◆ **本文**
---

総額21兆円以上という小沢一郎氏なみの規模だ。こういう「積極財政」が「国民を元気にする」という思い込みが何度も語られるが、中川氏はこういう政策がマクロ経済的にどういう波及効果をもたらすか、ご存じなのだろうか。非常に基本的なことだが、経済政策の責任者がこの程度の知識もないのは、それこそG7会合で恥をかくので、大学1年生レベルのマクロ経済学を確認しておこう。

(中略)
つまり中川氏のバラマキで「元気になる」ようにみえるのは一時的な錯覚で、その効果は国際資本移動で打ち消され、円高によって輸出産業がそのコストを負担するのだ。結果的には、こうした政策によってGDPは増えず、輸出産業から競争力のない国内産業に所得が移転されるだけだ。世界経済全体のバランスをみても、アメリカの巨額の経常赤字が円高圧力になっているので、資金が円にシフトする可能性は高い。

---

◆ **提供データ**
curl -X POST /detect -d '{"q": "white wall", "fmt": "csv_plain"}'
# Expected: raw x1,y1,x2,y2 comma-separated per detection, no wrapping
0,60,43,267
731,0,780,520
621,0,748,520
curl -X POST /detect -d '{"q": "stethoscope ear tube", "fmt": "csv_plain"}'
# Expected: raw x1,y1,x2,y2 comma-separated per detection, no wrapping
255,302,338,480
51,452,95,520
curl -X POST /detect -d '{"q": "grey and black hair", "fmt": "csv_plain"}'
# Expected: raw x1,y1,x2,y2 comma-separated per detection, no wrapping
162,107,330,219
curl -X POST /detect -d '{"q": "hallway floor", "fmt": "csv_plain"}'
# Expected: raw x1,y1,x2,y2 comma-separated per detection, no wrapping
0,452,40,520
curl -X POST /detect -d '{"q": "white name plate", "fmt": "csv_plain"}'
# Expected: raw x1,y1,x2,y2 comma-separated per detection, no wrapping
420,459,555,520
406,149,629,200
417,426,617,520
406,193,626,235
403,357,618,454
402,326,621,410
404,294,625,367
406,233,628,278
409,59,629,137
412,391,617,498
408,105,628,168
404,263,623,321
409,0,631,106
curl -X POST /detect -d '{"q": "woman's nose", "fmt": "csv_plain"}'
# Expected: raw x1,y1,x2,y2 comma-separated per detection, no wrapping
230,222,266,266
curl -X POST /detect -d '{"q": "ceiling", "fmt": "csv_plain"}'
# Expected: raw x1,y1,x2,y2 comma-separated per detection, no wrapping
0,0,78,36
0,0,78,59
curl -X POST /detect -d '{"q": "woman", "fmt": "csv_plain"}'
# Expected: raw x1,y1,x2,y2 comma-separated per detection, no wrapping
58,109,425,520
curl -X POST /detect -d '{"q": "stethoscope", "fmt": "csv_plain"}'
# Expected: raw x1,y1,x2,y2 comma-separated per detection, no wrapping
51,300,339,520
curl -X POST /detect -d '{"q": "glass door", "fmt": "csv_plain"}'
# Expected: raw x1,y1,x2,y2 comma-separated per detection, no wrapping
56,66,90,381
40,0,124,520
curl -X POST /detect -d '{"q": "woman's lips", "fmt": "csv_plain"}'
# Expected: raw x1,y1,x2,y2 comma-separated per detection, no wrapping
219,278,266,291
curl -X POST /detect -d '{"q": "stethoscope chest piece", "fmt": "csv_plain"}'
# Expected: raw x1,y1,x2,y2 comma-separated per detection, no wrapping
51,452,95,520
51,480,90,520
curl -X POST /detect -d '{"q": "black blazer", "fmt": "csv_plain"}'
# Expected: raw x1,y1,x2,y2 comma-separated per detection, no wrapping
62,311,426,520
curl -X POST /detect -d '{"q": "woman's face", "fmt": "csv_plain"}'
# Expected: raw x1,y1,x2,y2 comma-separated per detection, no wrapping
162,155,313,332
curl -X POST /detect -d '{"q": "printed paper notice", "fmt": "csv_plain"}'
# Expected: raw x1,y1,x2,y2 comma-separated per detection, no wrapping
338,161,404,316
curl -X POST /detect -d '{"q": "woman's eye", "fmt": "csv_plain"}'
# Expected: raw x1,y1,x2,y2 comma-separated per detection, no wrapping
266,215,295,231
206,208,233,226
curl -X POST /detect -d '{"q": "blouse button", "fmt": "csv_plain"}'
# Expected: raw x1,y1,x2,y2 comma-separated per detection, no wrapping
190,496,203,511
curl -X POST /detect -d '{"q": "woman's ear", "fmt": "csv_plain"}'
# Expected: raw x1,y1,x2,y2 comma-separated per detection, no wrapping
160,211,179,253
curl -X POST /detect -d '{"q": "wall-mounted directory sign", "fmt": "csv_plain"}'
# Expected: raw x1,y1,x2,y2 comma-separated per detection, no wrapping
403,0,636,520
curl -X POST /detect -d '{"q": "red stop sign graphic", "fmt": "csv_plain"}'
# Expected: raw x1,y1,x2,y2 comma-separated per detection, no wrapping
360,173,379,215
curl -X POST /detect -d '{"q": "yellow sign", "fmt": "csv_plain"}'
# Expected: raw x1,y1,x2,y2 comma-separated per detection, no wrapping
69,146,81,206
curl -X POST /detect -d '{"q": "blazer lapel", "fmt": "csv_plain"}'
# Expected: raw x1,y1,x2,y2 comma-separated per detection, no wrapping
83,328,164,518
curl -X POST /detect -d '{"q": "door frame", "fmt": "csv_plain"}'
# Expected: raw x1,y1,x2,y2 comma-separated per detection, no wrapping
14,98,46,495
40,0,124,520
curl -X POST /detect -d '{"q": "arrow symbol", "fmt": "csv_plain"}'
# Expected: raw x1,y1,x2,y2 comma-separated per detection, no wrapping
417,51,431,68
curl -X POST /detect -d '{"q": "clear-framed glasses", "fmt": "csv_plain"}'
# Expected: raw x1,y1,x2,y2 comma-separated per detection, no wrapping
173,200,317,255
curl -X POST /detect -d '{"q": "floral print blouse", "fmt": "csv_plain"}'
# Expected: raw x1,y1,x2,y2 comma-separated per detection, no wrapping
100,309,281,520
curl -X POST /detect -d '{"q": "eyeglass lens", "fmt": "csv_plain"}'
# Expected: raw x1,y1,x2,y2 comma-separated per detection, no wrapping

---

◆ **実施事項**
1. 中川氏の財政政策を論じた本文によれば、円高を通じてバラマキのコストを負担するのはどの産業ですか。
2. 中川氏の財政政策を論じた本文を、最後の文の後から書き継いでください。
データはこの作業には一切関係しません。

◆ **解答**
1. 輸出産業です。

2.
長期的な影響は、さらに悪い。バラマキによってプライマリー・バランスの黒字化が遅れると、財政赤字が発散するおそれがある。これを避ける方法は大増税か、インフレで政府債務をチャラにする「徳政令」しかない。そういう将来の不安が大きくなると、いくら減税しても消費は増えないというのが中立命題である。これは実証的には疑わしいが、巨額の財政赤字のもとで「積極財政」をとっても、国民は「元気になる」どころか不安になるだけで効果がないことは、ここ10年の日本経済の実績が何よりも示している。

東大法学部卒の中川氏はISもLMも知らないかもしれないが、知り合いの経済学者にきいてみてほしい。地底人以外は、だれでも同じように答えると思う。